TASK BRIEF:
Write every line below out again exactly, images omitted.

SUPPLIED MATERIAL:
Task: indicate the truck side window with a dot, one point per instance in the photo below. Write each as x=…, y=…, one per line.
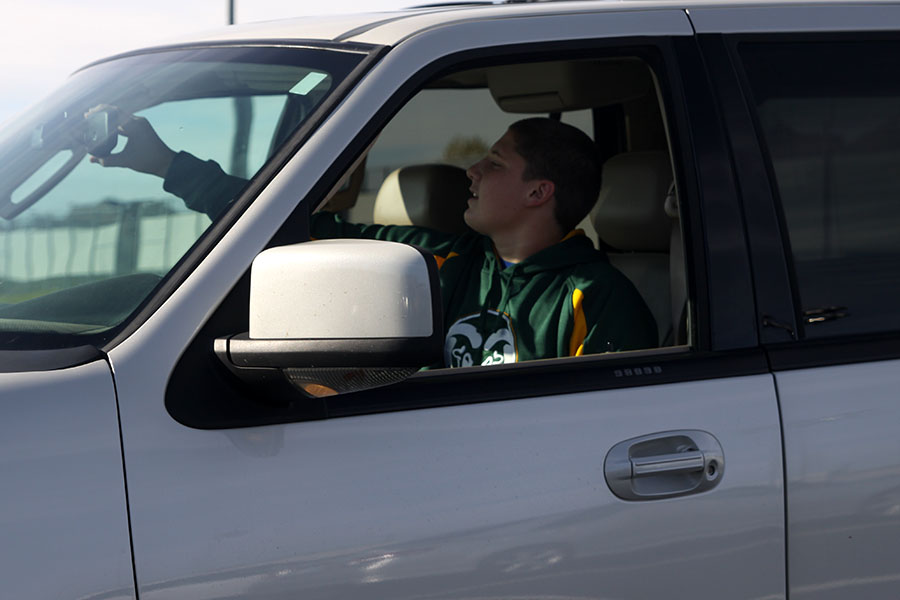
x=452, y=122
x=829, y=116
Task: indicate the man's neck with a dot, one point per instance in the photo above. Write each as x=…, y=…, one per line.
x=516, y=248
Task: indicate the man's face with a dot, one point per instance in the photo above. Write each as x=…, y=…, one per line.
x=498, y=190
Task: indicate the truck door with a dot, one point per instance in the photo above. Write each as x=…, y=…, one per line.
x=813, y=121
x=483, y=482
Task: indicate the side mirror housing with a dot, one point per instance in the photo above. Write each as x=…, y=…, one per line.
x=338, y=316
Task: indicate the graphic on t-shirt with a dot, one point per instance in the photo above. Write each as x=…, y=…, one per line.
x=465, y=344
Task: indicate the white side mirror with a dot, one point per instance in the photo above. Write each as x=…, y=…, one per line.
x=337, y=316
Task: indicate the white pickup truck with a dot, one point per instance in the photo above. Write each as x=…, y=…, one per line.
x=172, y=429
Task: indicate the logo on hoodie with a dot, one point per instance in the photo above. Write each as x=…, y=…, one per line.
x=480, y=340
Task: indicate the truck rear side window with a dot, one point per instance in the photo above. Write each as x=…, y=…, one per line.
x=829, y=116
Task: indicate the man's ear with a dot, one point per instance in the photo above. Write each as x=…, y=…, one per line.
x=542, y=191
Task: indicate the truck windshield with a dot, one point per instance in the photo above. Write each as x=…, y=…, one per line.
x=84, y=238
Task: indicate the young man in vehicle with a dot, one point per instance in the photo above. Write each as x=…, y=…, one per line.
x=522, y=285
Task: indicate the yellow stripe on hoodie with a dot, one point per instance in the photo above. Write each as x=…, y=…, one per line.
x=579, y=330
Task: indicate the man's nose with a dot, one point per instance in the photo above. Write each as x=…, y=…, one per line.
x=474, y=171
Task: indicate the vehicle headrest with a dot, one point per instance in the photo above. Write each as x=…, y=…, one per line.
x=630, y=212
x=433, y=196
x=568, y=85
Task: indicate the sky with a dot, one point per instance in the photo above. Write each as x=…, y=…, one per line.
x=43, y=41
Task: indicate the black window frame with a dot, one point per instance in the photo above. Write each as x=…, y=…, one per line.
x=201, y=393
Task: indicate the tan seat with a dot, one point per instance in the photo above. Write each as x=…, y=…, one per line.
x=431, y=196
x=631, y=221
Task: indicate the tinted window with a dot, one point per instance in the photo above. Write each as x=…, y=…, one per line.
x=829, y=114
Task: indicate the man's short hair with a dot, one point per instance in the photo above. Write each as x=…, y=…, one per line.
x=564, y=155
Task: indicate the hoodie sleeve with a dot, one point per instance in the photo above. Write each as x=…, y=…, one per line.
x=610, y=318
x=203, y=185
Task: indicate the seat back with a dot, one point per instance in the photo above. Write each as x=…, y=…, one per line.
x=433, y=196
x=631, y=221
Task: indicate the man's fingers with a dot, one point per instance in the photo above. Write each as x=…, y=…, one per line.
x=112, y=160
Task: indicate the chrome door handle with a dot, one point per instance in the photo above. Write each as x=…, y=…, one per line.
x=665, y=464
x=679, y=462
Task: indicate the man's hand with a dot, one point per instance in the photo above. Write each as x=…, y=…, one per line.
x=144, y=151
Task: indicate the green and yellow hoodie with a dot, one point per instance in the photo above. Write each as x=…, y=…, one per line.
x=566, y=300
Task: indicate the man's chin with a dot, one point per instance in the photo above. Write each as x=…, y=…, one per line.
x=470, y=220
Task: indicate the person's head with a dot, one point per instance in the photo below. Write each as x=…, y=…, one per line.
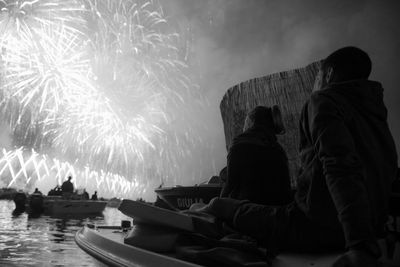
x=346, y=64
x=270, y=118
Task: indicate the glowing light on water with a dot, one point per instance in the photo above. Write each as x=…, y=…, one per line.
x=24, y=169
x=99, y=83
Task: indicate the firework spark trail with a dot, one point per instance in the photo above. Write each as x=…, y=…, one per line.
x=97, y=81
x=21, y=167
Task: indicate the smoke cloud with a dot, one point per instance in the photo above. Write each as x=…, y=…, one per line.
x=236, y=40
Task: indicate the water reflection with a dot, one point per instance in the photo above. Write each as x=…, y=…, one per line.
x=34, y=240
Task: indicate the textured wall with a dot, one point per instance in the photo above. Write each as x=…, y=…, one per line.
x=287, y=89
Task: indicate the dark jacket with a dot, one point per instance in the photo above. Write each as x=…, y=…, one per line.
x=348, y=159
x=257, y=169
x=67, y=187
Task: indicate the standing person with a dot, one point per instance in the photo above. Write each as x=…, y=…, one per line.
x=348, y=160
x=257, y=165
x=85, y=195
x=94, y=196
x=67, y=187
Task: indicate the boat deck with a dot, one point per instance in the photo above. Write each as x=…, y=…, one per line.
x=106, y=244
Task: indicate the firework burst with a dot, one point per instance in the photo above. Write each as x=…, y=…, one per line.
x=97, y=81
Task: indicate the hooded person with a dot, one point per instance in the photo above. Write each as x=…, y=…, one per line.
x=348, y=163
x=257, y=165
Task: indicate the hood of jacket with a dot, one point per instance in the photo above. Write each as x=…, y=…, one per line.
x=365, y=95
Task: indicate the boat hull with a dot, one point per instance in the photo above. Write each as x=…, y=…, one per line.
x=106, y=244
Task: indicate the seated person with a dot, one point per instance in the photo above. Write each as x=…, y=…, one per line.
x=37, y=192
x=94, y=196
x=348, y=163
x=257, y=165
x=67, y=188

RESPONSE TO THIS TASK:
Task: indicate the truck side window with a dot, one point per instance in the photo below. Write each as x=…, y=…, one per line.
x=452, y=122
x=829, y=116
Task: indicate the man's neck with a dot, one point per instance in the photo above. Write each as x=…, y=…, one per line.
x=516, y=248
Task: indicate the man's face with a dot, one point per instance in the photo above. Write each as x=…, y=…, one per line.
x=498, y=190
Task: indicate the truck door with a dot, one point per instance in the photo above. Write each as x=…, y=…, one per line.
x=813, y=121
x=483, y=482
Task: indicate the side mirror housing with a dot, one point per instance in the photo above. Write each as x=…, y=…, one per line.
x=338, y=316
Task: indicate the graphic on t-shirt with a dot, one point per instance in the photo above. Write each as x=…, y=…, one per line.
x=465, y=344
Task: indicate the white side mirror with a dot, one point per instance in the photo above. Write each as x=…, y=…, one per line.
x=337, y=316
Task: indicate the white pickup truck with a dot, one point per instance in the photo above. Write each as x=…, y=…, one per line.
x=172, y=429
Task: indicate the logo on hoodie with a dot, one point per instance in the photo above. Write each as x=…, y=…, one per line.
x=480, y=340
Task: indicate the truck rear side window with a dot, one point per instance in the photo above. Write each as x=…, y=…, one per line.
x=829, y=116
Task: indicate the man's ear with a dot, one point per instance in the photo above. Write each as x=…, y=…, one per line.
x=542, y=191
Task: indicate the truck windshield with a dot, one point per instance in the photo above. Write each as x=…, y=…, one per line.
x=84, y=238
Task: indicate the young man in vehicle with a dot, one point per instance in the photo above. Write each as x=…, y=…, one per line.
x=522, y=285
Task: indicate the yellow stripe on hoodie with a dot, one point per instance in the photo above. Write each as x=…, y=…, one per line.
x=579, y=330
Task: indicate the man's nose with a dot, one point per instance in the photo above. Write each as x=…, y=…, one per line.
x=474, y=171
Task: indicate the vehicle headrest with a dot, one point per instance in the photo above. Write each as x=…, y=…, one per line.
x=630, y=212
x=433, y=196
x=568, y=85
Task: indicate the sky with a dot, one point per instance in the photo above. Write each as x=…, y=…, one per line.
x=43, y=41
Task: indicate the black window frame with a dot, one point per instance in the photo above. Write each as x=…, y=…, one per line.
x=201, y=393
Task: indicate the tan seat with a dot, one point per instance in the photo above. Write each as x=…, y=…, one per line.
x=431, y=196
x=631, y=221
Task: indicate the tinted window with a dot, one point per instance in the photo above. Write each as x=…, y=…, one per line.
x=829, y=114
Task: indicate the man's short hair with a dot, one point per instance in the photo above. Write each as x=…, y=…, one per line.
x=564, y=155
Task: indicate the hoodie sleeve with a dot, one point per instance in the photo above. Write each as x=…, y=…, one per line.
x=610, y=318
x=203, y=185
Task: indicate the seat back with a dot, one point per instance in the photo above. Write each as x=…, y=…, one per line.
x=433, y=196
x=631, y=221
Task: indicate the man's fingers with a dot, one point per instance in the photo above. Write each as x=…, y=…, one per line.
x=112, y=160
Task: indicate the chrome door handle with a dot, one point per instance in the photo above. Write each as x=…, y=…, one per line.
x=665, y=464
x=679, y=462
Task: indicate the man's hand with a dot, one point per instance in the photo above. Write each as x=…, y=…, one per line.
x=144, y=151
Task: indicate the green and yellow hoodie with a dot, one point per instance in the photo above. Write each as x=…, y=…, one per line.
x=566, y=300
Task: indicate the man's chin with a dot, one point per instance in the photo above. Write each as x=…, y=…, one per line.
x=470, y=220
Task: indicate the person's head with a dot, one point per instance in the photo below. Write each as x=…, y=…, one per line.
x=346, y=64
x=270, y=118
Task: indicate the glowing light on water with a dot, one point per instance in the photo above. Write each as x=…, y=…, one per line.
x=24, y=169
x=99, y=83
Task: indicate the firework spark trail with a dot, one point per instance in the photo above. Write each as x=…, y=…, one per line.
x=97, y=81
x=21, y=167
Task: indicate the smoke cloud with a dot, one point per instance in the photo above. Write each as x=…, y=…, one per line.
x=236, y=40
Task: indicate the water reflection with a dot, one point per instance in the photo above. Write each as x=…, y=…, one per line.
x=34, y=240
Task: indicate the textured wall with a dot, one point per instance in the photo above. Write each as x=…, y=…, one per line.
x=287, y=89
Task: indicate the dark jacket with a dot, one point per instance in the photo above. Write each as x=…, y=…, one per line.
x=348, y=159
x=257, y=169
x=67, y=187
Task: indicate the standing person with a dot, one point per instance in the photo above. Write each as x=…, y=…, one per line.
x=348, y=160
x=257, y=165
x=85, y=195
x=94, y=196
x=67, y=187
Task: indicate the boat deck with a dot, one point per instance in the photo above. Write each as x=…, y=…, one per line.
x=106, y=244
Task: indicate the firework burst with a dot, one point per instance in the photo above. Write each as x=…, y=…, one per line.
x=97, y=81
Task: indicate the hooded person with a dot, one point per instance in the photo above. Write each as x=…, y=…, one per line.
x=348, y=163
x=257, y=165
Task: indicate the hood of jacket with a dot, one point per instance in the photo above. Write each as x=…, y=…, one per line.
x=365, y=95
Task: indicate the boat hull with a dot, one point per instance in the photo above. Write each as x=…, y=…, one per line.
x=106, y=244
Task: indicate the seated person with a dot, one point per instance in the photo above. Write each as x=…, y=…, one per line.
x=37, y=192
x=94, y=196
x=348, y=163
x=257, y=165
x=67, y=188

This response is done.